--- START LISTED ENTRIES ---

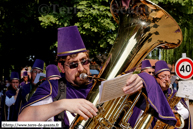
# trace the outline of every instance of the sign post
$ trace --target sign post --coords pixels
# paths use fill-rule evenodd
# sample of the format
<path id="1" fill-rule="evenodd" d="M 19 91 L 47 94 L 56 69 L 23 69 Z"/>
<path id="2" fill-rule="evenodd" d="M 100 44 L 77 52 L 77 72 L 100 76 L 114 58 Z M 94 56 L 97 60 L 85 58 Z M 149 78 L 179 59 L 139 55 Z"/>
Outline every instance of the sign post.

--- END LISTED ENTRIES ---

SHORT TASK:
Reproduce all of the data above line for line, without changing anything, but leave the picture out of your answer.

FINAL RESULT:
# trace the outline of every instance of the sign post
$ trace --target sign post --coords pixels
# paths use fill-rule evenodd
# sample of the format
<path id="1" fill-rule="evenodd" d="M 19 91 L 47 94 L 56 69 L 23 69 Z"/>
<path id="2" fill-rule="evenodd" d="M 100 44 L 77 52 L 77 72 L 100 76 L 114 58 Z M 94 56 L 97 60 L 85 58 Z M 149 78 L 179 59 L 139 55 Z"/>
Outline every instance of the sign post.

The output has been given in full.